Text provided:
::::::::::

Accommodations and Catering
An important but sometimes underestimated component in the organization of field projects is the matter of where the team will rest, eat, and sleep, not to mention where archaeological logs, diaries, and so on will be completed. The phrase “An army marches on its stomach” can equally be applied to archaeological projects, particularly those where temperatures and conditions are unduly cold. A typical day in the field, especially when diving in cold conditions, is quite long and arduous. It is therefore essential that the team is adequately fed and accommodated. Although to camp is an option that should not be discounted and may in some cases be the only option, in less than ideal conditions, the team’s performance will be affected as time passes. It has to be borne in mind that factors affecting the participants’ physical well-being will gradually have an impact on daily performance and even exacerbate the possibility of accident. Archaeological standards may also suffer.

::::::::::

Photo-based referring expression data
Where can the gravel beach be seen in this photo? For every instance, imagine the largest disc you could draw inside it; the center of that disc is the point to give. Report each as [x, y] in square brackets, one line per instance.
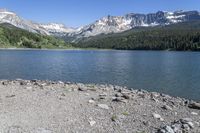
[33, 106]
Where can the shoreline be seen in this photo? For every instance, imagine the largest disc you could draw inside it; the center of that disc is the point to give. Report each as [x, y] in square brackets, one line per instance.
[49, 106]
[96, 49]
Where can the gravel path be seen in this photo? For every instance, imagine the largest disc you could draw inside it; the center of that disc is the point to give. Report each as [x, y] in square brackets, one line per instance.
[57, 107]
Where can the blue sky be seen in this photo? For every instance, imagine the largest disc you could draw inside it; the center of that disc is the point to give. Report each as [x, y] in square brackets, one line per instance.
[80, 12]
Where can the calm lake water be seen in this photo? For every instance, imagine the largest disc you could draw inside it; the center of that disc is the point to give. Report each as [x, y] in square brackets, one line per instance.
[175, 73]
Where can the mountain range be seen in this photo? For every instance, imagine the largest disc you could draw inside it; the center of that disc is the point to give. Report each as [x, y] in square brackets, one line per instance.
[105, 25]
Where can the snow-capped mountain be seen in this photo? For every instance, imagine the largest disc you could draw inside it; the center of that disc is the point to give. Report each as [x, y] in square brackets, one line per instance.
[47, 29]
[115, 24]
[105, 25]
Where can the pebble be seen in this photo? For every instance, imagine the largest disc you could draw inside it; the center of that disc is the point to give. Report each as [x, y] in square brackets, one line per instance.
[92, 123]
[194, 113]
[194, 105]
[119, 99]
[118, 95]
[103, 106]
[166, 107]
[126, 96]
[91, 101]
[157, 116]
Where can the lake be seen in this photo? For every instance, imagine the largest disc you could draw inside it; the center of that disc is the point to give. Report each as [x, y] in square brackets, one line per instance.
[174, 73]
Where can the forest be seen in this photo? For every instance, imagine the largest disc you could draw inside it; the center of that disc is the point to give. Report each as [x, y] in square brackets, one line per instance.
[182, 36]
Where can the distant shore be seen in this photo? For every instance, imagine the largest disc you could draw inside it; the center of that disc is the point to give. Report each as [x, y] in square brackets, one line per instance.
[48, 107]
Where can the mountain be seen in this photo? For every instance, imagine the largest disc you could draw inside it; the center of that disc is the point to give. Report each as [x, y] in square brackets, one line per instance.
[45, 29]
[105, 25]
[13, 37]
[116, 24]
[180, 36]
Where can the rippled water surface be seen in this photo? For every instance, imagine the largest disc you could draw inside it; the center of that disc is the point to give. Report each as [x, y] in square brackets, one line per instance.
[175, 73]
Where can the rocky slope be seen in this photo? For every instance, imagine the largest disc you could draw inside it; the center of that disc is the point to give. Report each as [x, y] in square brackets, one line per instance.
[46, 29]
[54, 107]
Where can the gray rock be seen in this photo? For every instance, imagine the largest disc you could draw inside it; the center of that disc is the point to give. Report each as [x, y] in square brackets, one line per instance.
[42, 130]
[103, 106]
[91, 101]
[126, 96]
[185, 120]
[92, 123]
[82, 88]
[102, 96]
[194, 105]
[118, 95]
[166, 107]
[157, 116]
[119, 99]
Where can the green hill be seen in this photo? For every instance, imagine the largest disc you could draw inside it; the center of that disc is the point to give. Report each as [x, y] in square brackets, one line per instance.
[181, 36]
[13, 37]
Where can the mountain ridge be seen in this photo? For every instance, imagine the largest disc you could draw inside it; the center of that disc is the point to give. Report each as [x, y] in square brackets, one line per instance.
[104, 25]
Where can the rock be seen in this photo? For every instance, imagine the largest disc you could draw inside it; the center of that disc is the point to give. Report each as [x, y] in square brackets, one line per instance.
[166, 107]
[4, 83]
[10, 96]
[185, 120]
[154, 99]
[91, 101]
[102, 96]
[81, 88]
[194, 113]
[118, 89]
[60, 82]
[157, 116]
[191, 124]
[42, 130]
[119, 99]
[126, 96]
[92, 123]
[168, 129]
[15, 129]
[103, 106]
[29, 88]
[118, 95]
[194, 105]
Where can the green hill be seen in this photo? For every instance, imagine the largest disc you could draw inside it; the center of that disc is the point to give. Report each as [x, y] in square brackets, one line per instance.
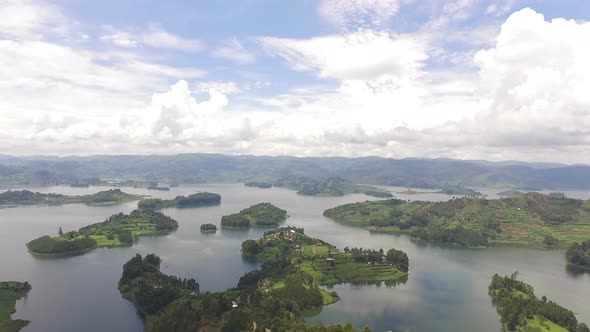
[520, 220]
[10, 292]
[261, 214]
[105, 197]
[118, 230]
[521, 310]
[193, 200]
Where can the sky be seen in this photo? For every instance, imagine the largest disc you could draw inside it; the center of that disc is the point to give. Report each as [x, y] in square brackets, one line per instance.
[466, 79]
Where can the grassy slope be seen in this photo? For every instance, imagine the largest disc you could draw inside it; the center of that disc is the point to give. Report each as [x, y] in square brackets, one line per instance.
[313, 261]
[519, 225]
[10, 292]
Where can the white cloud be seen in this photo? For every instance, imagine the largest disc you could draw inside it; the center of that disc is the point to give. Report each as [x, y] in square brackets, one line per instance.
[223, 87]
[234, 51]
[362, 55]
[23, 18]
[153, 36]
[354, 14]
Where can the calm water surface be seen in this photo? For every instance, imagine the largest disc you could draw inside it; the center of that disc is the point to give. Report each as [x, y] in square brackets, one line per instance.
[446, 290]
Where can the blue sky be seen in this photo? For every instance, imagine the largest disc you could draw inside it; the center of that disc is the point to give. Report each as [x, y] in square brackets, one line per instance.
[465, 79]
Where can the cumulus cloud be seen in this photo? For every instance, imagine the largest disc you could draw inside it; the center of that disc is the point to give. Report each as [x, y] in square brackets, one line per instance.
[234, 51]
[153, 36]
[354, 14]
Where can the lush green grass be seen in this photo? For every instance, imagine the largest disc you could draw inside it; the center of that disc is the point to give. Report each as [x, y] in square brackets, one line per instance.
[10, 292]
[523, 220]
[118, 230]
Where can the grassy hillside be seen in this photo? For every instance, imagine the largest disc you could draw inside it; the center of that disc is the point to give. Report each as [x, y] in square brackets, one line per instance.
[118, 230]
[105, 197]
[261, 214]
[521, 310]
[272, 298]
[198, 168]
[10, 292]
[193, 200]
[519, 220]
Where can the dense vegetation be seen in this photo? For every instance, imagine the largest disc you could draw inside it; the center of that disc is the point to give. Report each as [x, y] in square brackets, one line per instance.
[208, 228]
[198, 168]
[457, 235]
[118, 230]
[10, 292]
[521, 310]
[528, 219]
[332, 186]
[193, 200]
[579, 254]
[169, 303]
[258, 184]
[106, 197]
[261, 214]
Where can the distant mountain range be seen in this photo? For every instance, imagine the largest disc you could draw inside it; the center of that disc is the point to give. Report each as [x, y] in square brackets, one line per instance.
[201, 168]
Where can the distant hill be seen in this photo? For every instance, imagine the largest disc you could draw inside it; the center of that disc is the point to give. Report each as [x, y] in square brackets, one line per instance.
[200, 168]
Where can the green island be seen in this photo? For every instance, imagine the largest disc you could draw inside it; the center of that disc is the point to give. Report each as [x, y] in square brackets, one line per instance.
[272, 298]
[578, 254]
[106, 197]
[258, 184]
[116, 231]
[261, 214]
[208, 228]
[521, 310]
[333, 186]
[193, 200]
[531, 219]
[10, 292]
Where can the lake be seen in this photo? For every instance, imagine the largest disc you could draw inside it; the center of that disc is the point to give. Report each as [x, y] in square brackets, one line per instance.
[446, 289]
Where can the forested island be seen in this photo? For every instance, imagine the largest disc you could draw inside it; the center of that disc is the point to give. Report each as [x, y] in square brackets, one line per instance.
[258, 184]
[10, 292]
[272, 298]
[208, 228]
[261, 214]
[118, 230]
[333, 186]
[528, 219]
[578, 254]
[27, 197]
[193, 200]
[521, 310]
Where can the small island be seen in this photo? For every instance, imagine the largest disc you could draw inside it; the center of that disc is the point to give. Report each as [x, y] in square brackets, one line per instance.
[510, 193]
[578, 254]
[261, 214]
[193, 200]
[521, 310]
[257, 184]
[10, 292]
[106, 197]
[208, 228]
[531, 219]
[118, 230]
[333, 186]
[284, 287]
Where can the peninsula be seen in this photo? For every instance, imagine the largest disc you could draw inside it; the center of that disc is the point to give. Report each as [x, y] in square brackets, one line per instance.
[521, 310]
[193, 200]
[118, 230]
[10, 292]
[272, 298]
[261, 214]
[531, 219]
[106, 197]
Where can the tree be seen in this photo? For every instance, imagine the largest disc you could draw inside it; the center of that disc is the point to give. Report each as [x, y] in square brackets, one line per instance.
[550, 241]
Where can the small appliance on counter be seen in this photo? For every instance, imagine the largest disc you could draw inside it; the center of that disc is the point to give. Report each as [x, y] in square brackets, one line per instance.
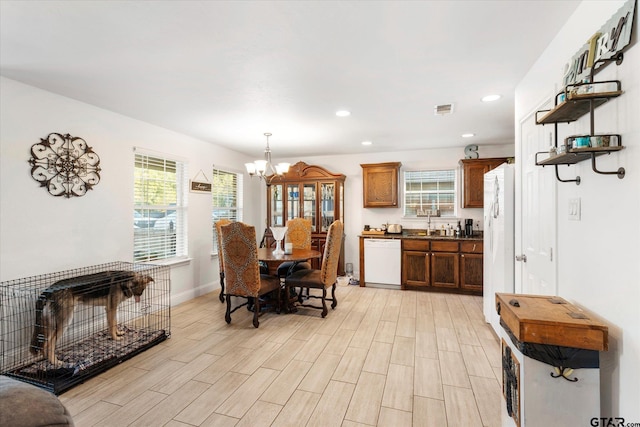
[468, 227]
[394, 229]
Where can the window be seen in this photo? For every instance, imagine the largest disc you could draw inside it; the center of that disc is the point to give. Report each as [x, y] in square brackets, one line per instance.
[160, 209]
[226, 191]
[430, 190]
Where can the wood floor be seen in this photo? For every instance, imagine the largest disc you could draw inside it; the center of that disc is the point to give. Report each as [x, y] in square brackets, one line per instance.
[381, 358]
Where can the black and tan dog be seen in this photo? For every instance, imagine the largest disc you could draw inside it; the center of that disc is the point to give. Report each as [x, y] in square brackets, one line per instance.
[56, 304]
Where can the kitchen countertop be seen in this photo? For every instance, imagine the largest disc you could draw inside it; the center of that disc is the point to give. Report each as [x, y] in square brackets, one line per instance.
[420, 235]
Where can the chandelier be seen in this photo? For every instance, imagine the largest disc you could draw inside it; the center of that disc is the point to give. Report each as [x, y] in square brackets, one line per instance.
[265, 168]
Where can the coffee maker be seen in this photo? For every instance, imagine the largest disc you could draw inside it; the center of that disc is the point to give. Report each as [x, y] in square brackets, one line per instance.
[468, 227]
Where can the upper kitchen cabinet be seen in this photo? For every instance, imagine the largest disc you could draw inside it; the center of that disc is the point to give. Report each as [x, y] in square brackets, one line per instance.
[473, 172]
[380, 185]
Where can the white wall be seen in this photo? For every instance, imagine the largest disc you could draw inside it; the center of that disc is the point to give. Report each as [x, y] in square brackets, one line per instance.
[598, 256]
[41, 234]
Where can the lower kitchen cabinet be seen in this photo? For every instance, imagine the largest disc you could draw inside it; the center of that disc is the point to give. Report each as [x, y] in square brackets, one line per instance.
[445, 269]
[471, 271]
[442, 265]
[445, 264]
[415, 263]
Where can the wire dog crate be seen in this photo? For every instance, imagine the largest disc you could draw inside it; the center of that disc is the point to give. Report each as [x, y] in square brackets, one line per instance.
[59, 329]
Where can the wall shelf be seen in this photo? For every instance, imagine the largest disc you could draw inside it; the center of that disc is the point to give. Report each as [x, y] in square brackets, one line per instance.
[574, 102]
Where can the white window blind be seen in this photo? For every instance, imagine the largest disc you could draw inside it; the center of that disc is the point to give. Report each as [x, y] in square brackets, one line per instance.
[430, 190]
[160, 208]
[226, 192]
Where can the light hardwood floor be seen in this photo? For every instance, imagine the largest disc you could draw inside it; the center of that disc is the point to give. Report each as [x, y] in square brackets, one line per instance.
[381, 358]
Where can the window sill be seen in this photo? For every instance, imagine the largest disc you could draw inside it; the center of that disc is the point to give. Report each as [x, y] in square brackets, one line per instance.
[173, 262]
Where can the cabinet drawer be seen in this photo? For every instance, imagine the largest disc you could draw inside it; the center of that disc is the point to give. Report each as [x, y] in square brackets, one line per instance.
[415, 245]
[442, 246]
[471, 247]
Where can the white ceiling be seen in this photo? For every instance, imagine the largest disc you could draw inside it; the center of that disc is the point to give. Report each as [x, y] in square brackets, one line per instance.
[228, 71]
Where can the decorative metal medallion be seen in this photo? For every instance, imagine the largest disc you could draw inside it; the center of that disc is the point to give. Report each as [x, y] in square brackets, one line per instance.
[65, 165]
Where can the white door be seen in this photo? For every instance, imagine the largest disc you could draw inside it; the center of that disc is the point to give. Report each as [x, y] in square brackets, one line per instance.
[535, 241]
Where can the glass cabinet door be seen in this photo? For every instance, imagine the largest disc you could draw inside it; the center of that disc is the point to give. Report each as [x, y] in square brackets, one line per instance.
[293, 201]
[277, 205]
[327, 205]
[309, 204]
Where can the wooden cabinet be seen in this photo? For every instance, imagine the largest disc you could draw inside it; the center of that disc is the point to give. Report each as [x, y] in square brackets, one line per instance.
[471, 266]
[444, 265]
[415, 263]
[310, 192]
[380, 185]
[473, 172]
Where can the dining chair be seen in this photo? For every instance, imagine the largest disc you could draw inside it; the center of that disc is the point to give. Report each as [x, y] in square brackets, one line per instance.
[326, 276]
[219, 224]
[299, 235]
[242, 270]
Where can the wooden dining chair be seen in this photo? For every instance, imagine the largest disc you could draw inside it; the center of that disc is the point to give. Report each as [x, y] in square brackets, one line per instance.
[324, 278]
[242, 270]
[299, 235]
[219, 224]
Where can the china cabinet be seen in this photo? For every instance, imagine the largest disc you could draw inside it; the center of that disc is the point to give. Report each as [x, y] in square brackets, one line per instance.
[311, 192]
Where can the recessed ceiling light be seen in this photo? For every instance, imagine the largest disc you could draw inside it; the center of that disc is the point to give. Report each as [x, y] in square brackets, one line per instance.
[490, 98]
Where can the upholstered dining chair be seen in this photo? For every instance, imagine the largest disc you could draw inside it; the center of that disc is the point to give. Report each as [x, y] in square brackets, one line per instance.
[219, 224]
[242, 270]
[299, 235]
[327, 276]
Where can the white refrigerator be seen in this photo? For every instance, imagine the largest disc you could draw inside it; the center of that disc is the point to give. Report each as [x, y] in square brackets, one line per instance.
[499, 231]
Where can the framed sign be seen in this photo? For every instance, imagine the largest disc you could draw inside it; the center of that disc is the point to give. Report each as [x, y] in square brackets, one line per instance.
[200, 186]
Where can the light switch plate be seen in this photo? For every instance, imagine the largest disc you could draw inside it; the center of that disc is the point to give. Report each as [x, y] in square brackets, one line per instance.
[574, 209]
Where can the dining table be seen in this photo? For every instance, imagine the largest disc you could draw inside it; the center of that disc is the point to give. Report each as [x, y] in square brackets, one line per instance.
[273, 260]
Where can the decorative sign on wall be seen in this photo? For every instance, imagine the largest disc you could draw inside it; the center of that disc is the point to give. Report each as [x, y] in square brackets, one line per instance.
[200, 186]
[65, 165]
[471, 151]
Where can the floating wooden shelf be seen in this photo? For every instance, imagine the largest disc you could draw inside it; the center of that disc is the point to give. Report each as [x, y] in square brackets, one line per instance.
[575, 107]
[575, 155]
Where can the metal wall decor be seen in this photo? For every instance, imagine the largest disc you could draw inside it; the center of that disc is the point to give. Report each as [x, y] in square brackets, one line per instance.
[65, 165]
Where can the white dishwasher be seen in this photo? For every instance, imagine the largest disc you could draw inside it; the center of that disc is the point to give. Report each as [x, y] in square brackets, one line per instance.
[382, 263]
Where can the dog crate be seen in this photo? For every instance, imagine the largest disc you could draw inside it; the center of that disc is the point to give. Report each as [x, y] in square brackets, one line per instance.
[32, 308]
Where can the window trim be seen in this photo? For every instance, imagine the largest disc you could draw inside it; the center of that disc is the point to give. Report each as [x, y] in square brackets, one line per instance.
[456, 190]
[239, 199]
[181, 207]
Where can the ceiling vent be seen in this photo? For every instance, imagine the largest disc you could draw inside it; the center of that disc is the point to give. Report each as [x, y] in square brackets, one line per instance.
[441, 110]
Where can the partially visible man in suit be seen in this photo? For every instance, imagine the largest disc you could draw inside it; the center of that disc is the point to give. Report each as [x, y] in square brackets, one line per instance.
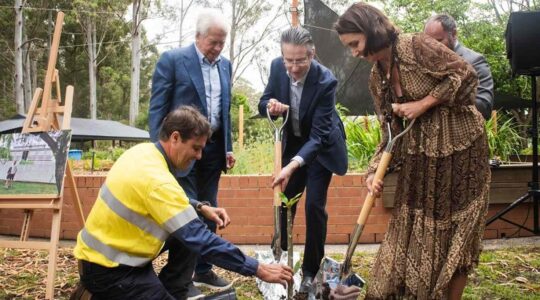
[314, 138]
[443, 28]
[199, 76]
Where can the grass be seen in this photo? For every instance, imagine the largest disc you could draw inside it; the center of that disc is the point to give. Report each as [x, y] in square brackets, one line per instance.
[28, 188]
[512, 273]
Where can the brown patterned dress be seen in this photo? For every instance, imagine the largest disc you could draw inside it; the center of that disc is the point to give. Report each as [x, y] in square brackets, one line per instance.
[442, 194]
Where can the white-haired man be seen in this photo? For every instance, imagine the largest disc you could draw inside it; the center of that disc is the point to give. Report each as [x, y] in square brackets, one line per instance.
[443, 28]
[196, 75]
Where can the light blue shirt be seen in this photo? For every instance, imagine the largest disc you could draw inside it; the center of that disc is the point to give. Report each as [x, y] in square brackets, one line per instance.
[212, 88]
[296, 89]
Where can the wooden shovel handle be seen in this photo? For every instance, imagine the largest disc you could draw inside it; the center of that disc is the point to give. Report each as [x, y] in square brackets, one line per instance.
[277, 169]
[370, 199]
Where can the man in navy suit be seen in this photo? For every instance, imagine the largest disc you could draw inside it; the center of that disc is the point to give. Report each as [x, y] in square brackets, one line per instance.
[314, 139]
[443, 28]
[196, 75]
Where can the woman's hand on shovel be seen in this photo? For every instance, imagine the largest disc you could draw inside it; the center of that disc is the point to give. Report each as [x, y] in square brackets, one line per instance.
[276, 108]
[285, 174]
[275, 273]
[374, 188]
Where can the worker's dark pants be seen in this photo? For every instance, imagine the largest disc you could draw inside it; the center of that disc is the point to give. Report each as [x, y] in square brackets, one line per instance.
[201, 184]
[315, 179]
[122, 282]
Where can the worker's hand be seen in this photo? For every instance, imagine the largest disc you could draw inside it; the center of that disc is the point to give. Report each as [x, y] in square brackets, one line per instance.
[216, 214]
[374, 188]
[275, 273]
[285, 174]
[230, 160]
[276, 108]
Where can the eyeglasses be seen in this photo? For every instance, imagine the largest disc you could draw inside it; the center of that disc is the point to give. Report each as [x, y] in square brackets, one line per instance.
[296, 62]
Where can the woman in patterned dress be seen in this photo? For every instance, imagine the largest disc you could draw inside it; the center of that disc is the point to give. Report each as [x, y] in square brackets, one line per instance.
[434, 236]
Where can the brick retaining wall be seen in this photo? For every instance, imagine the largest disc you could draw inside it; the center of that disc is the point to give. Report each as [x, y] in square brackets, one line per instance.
[248, 200]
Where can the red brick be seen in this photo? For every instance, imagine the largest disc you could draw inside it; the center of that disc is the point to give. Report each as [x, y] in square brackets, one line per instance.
[378, 219]
[349, 192]
[236, 239]
[337, 181]
[224, 183]
[260, 220]
[264, 181]
[358, 180]
[366, 238]
[491, 234]
[243, 182]
[376, 228]
[258, 239]
[235, 183]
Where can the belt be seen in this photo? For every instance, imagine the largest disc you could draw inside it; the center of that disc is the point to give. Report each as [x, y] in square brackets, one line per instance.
[216, 136]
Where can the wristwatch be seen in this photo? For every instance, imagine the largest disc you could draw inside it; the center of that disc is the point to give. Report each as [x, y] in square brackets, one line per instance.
[199, 206]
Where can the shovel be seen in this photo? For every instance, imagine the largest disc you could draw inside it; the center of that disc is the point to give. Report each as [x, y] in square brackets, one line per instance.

::::::::::

Exercise requirements:
**A.** In the passage on accommodations and catering, which saying is applied to archaeological projects?
**B.** Carry the passage on accommodations and catering forward from its last sentence.

Results of the tasks:
**A.** "An army marches on its stomach."

**B.**
(p. 138) Transportation
The prime objectives of transportation are to get all equipment and personnel to the project location on schedule and, once on site, to be able to access the site, either from the shore or by water transport. With regard to this specific project, there are several components: moving the archaeological team and equipment to and from Buenos Aires; local transportation from the Brozoski Museum to the port’s maintenance facility; and the water transport to the diving platform. For reasons of operational convenience as well as to reduce the freighting costs of equipment, the larger and heavier components, such as the diving cylinders, the diving weights, the inflatable boat, the outboard engine, the high-pressure air compressor used to charge the diving cylinders, and the excavation equipment, remain in Puerto Deseado between field seasons. Should the need arise to run a project elsewhere, additional diving equipment can be sourced in Buenos Aires or Puerto Madryn, the main diving centers. Only personal diving equipment and that which requires maintenance is routinely brought back to Buenos Aires.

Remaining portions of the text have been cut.